Written problem
Can you restate the records below word for word?

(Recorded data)
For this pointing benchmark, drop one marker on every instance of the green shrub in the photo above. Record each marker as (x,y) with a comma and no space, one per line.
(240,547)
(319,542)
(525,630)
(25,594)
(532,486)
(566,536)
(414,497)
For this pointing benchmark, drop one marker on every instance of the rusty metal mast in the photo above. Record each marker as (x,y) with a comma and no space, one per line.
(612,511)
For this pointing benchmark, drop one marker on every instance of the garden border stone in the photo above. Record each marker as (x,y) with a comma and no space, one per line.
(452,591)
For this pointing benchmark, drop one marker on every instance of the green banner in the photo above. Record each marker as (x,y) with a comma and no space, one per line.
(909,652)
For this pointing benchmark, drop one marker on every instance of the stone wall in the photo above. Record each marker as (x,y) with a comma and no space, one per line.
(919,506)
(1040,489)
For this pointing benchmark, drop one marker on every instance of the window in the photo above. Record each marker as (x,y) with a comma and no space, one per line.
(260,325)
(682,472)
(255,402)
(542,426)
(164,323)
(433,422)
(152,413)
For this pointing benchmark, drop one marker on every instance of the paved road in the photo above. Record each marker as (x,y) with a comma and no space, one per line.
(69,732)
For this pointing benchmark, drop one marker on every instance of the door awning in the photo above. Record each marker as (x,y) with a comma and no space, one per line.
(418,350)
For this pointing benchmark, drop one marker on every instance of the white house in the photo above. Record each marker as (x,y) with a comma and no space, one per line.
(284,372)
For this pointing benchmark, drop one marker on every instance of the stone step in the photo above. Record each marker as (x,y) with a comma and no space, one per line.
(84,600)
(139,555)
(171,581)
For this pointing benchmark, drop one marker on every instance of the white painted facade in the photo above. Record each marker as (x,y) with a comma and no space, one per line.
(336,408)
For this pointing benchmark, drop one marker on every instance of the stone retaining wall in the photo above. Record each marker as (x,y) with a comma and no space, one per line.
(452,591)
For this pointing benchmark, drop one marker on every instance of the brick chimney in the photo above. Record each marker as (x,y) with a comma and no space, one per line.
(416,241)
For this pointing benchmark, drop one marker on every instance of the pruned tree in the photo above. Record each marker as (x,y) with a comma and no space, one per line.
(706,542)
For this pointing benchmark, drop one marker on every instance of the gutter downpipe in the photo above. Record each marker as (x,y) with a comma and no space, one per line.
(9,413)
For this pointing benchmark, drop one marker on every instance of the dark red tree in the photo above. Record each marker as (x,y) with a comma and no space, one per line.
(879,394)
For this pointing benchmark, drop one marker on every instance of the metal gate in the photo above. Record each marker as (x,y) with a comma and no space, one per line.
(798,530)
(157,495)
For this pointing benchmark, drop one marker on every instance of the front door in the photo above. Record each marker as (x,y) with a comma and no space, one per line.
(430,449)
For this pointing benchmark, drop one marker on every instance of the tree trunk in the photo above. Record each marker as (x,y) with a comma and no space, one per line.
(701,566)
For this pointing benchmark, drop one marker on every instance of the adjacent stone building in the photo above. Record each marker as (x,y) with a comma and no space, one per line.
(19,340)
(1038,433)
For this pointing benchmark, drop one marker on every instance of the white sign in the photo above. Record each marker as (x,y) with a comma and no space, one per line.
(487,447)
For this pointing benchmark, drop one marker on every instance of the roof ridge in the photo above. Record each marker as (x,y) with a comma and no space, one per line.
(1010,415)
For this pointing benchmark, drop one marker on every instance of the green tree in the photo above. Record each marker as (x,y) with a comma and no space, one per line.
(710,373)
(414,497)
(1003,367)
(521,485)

Solution for this task
For this pointing benchmark, drop one marker on every instance of the green shrub in the photo above. Record each marker as (x,y) with a comma and no space, one per line.
(240,547)
(319,542)
(525,630)
(25,594)
(532,486)
(566,536)
(414,497)
For this pointing benchmark, drop one marker on every instance of the rusty metal mast in the photo above. Record each marker as (x,y) with a comma and no space, one per line.
(612,511)
For this pointing benchmark, drop one marker on every instance of the garden border stone in the photo above. Record each marker as (x,y) with a comma and no space, one per line.
(452,591)
For this pointing benchmark, drop one marker on every instance of the green banner in the photo above. Record each marker as (x,y) with a comma and no space, one per line.
(909,652)
For this pointing benchmark, drop one marker on every instance of the stone wall in the photo above. Record each marker as (x,y) with a comma and no space, one per line.
(919,506)
(1040,489)
For this pointing benchmark, drop one marker on every instance of the window in the photo above. Record each marker as (x,y) with a comma and no space, one per line.
(260,325)
(682,472)
(255,402)
(542,426)
(164,323)
(433,422)
(152,413)
For this pointing benchmark, drop one marker on every instance of the paved road in the photo above. Record each marker as (x,y) with a comma and no space, one per line.
(69,732)
For this pointing benchmark, drop one marker on every instance of the door awning in the photo above. Record each marker as (x,y) with a comma and no space, one per line.
(418,350)
For this pointing benchmark, drop one marker on every instance of the white house in the photo above. Record each marker as (x,y) with a comma and no space, one per line.
(284,372)
For this pointing benchmark, drop one marker on every instance of the stone step in the photo above. Record each marker as (x,y) with a comma and no space, one per line.
(84,600)
(139,555)
(171,581)
For this pointing benchmark, drop one marker on every instance of the white painted facade in the photo above. Record each marker as (x,y) with a comma and no space, one per line.
(336,408)
For this pointing benchmark, drop one marker on every instance of the stone retaining wall in the photo above. Record each marker as (x,y) with a comma and no space, one per line.
(452,591)
For this pointing benchmark, drop one marker on every instance of the brick chimney in the photo above. Record each marker as (x,y) with a comma and no space, one per line.
(416,241)
For this pointing benchmark, drop one marker on every instance of the pruned tree in the photo above. Record each marker as (x,y) with a comma and no space, one per line.
(706,542)
For this pointing benchmark, drop one marker on every instance of the gutter downpipe in the photo above. Record each marker as (x,y) with a comma and no space, one per line.
(9,413)
For this pointing benchmark, drop one marker on every instance of the dark red tree in the photo above. Record each marker as (x,y) with a comma and no space, one per line.
(879,394)
For this pointing benchmark, drop one marker on every instance of the metal gate in the photo above. Record each marker as (x,y) with a comma and no space, one per line.
(798,530)
(157,495)
For this pointing benchmark, drop one marker on every instance of the front door in the photo above. Record each marker as (x,y) with a comma and no space, one per line.
(430,449)
For this pointing benchmark, drop one marker on every instance of the tree trunk in the photo above. Record each marker as (x,y) with a comma and no space, one per line.
(701,566)
For this pointing benchmark, drop one marker on every instance of the adjacent stone building in the photo above. Record each marker as (x,y) with a comma and no space, one per line.
(19,340)
(1038,433)
For this pointing benchmark, drop one marker on every instance of the white sign in the photo above. Record each marker as (x,y) with a comma and no space, one per line.
(487,447)
For this pointing benchmark, drop one marker on every instance of the roof ridge in the photo above. Record each marker as (x,y) with a comma and no space, one per line.
(1010,415)
For this pointing benchmark, drop one marker on every instance of the green tree in the photo above. Record each marker as (x,y) with a comma and no space, one per line.
(710,373)
(414,497)
(1003,367)
(521,485)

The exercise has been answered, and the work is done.